■ DIRECTIONS FOR THIS TASK ■
All lines below are to be transcribed exactly.

───── SOURCE MATERIAL

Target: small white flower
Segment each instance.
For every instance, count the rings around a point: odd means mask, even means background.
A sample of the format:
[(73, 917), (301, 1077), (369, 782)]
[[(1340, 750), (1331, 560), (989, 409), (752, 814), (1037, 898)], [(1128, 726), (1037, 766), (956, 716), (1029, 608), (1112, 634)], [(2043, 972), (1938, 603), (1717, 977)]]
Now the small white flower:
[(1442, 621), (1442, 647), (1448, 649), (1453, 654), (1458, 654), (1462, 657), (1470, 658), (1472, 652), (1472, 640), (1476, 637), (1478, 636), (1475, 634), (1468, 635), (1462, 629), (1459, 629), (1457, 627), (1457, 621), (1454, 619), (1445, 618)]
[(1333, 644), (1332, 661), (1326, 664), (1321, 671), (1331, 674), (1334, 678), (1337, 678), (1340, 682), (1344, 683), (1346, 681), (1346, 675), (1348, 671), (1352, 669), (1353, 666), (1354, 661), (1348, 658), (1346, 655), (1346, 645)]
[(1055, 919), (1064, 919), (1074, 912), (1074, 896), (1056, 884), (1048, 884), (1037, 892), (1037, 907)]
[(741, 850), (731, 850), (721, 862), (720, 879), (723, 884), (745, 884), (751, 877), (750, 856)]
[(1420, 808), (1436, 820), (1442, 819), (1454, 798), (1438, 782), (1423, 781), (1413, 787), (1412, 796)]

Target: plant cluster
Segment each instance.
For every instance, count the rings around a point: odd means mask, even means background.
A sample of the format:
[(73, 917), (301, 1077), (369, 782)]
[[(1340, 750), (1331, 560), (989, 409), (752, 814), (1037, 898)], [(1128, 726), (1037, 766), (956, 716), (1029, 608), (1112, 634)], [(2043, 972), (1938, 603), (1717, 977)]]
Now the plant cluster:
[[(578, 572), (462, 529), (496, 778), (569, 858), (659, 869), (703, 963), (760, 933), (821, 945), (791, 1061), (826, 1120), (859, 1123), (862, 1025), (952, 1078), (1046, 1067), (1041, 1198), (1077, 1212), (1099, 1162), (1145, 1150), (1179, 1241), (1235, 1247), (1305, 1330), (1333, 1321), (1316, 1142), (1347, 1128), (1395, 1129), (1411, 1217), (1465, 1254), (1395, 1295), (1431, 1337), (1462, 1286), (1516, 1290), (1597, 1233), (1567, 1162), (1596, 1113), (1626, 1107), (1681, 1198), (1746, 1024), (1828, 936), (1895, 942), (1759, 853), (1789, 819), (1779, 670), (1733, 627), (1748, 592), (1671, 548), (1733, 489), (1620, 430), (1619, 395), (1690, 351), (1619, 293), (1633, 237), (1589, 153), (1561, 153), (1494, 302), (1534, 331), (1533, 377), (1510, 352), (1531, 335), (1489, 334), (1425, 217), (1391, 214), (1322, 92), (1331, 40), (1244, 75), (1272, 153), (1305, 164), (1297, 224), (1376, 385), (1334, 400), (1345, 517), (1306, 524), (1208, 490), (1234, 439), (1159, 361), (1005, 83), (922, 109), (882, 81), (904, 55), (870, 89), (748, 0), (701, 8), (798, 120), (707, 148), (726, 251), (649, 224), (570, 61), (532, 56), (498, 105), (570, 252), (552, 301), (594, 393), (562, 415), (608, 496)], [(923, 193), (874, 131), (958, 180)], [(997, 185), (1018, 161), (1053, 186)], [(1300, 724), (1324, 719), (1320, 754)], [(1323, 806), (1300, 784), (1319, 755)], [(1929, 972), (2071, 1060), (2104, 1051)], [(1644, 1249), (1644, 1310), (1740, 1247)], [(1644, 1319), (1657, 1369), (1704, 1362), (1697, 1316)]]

──────────

■ OUTPUT FOR THIS TASK ■
Target: small white flower
Segment each instance.
For every instance, count the rings around a point: odd means mask, even means background.
A sample of the format:
[(73, 917), (301, 1077), (369, 782)]
[[(1340, 750), (1331, 560), (989, 409), (752, 814), (1037, 898)], [(1128, 726), (1037, 766), (956, 716), (1029, 608), (1112, 634)], [(2043, 972), (1938, 603), (1717, 977)]]
Now the small white flower:
[(1442, 621), (1442, 647), (1448, 649), (1453, 654), (1458, 654), (1462, 657), (1470, 658), (1472, 652), (1472, 640), (1476, 637), (1478, 636), (1475, 634), (1468, 635), (1462, 629), (1459, 629), (1457, 627), (1457, 621), (1454, 619), (1445, 618)]
[(1333, 644), (1332, 661), (1326, 664), (1321, 671), (1331, 674), (1334, 678), (1337, 678), (1340, 682), (1344, 683), (1346, 681), (1346, 675), (1348, 671), (1352, 669), (1353, 666), (1354, 661), (1348, 658), (1346, 655), (1346, 645)]
[(1055, 919), (1064, 919), (1074, 912), (1074, 896), (1056, 884), (1048, 884), (1037, 892), (1037, 907)]
[(741, 850), (731, 850), (721, 862), (720, 879), (723, 884), (745, 884), (751, 877), (750, 856)]
[(1420, 808), (1436, 820), (1442, 819), (1454, 798), (1438, 782), (1423, 781), (1413, 787), (1412, 796)]

Target: plant cluster
Segment each instance.
For every instance, count the rings around a point: odd means mask, even means background.
A sample of the format:
[(73, 917), (301, 1077), (369, 782)]
[[(1340, 750), (1331, 560), (989, 409), (752, 814), (1037, 898)], [(1128, 726), (1037, 766), (956, 716), (1029, 608), (1112, 634)], [(2043, 972), (1938, 603), (1717, 977)]]
Now the plant cluster:
[[(578, 572), (462, 529), (496, 778), (569, 858), (659, 869), (703, 963), (760, 933), (821, 945), (791, 1061), (826, 1120), (859, 1123), (862, 1025), (952, 1078), (1046, 1067), (1041, 1198), (1077, 1212), (1099, 1162), (1145, 1150), (1179, 1241), (1235, 1247), (1305, 1330), (1333, 1321), (1316, 1142), (1347, 1128), (1395, 1129), (1411, 1217), (1465, 1254), (1395, 1295), (1431, 1337), (1462, 1286), (1516, 1290), (1597, 1233), (1567, 1162), (1596, 1113), (1626, 1107), (1681, 1198), (1746, 1024), (1828, 936), (1895, 942), (1759, 853), (1789, 819), (1779, 670), (1733, 627), (1748, 592), (1671, 548), (1733, 489), (1620, 430), (1619, 395), (1690, 351), (1619, 293), (1633, 237), (1589, 153), (1561, 153), (1494, 302), (1534, 331), (1533, 377), (1510, 352), (1531, 335), (1489, 334), (1425, 217), (1391, 214), (1322, 92), (1331, 40), (1244, 75), (1272, 153), (1305, 164), (1297, 224), (1376, 385), (1334, 400), (1345, 517), (1306, 524), (1208, 490), (1234, 439), (1159, 361), (1005, 83), (922, 109), (882, 81), (904, 55), (870, 89), (748, 0), (701, 8), (798, 120), (707, 148), (726, 251), (649, 224), (570, 61), (532, 56), (498, 105), (570, 252), (552, 301), (594, 393), (562, 415), (608, 496)], [(923, 193), (874, 131), (958, 180)], [(997, 185), (1018, 161), (1053, 186)], [(1300, 724), (1324, 719), (1320, 754)], [(1323, 806), (1300, 784), (1319, 755)], [(1929, 972), (2071, 1060), (2104, 1051)], [(1644, 1249), (1644, 1310), (1740, 1247)], [(1644, 1319), (1657, 1369), (1704, 1362), (1697, 1316)]]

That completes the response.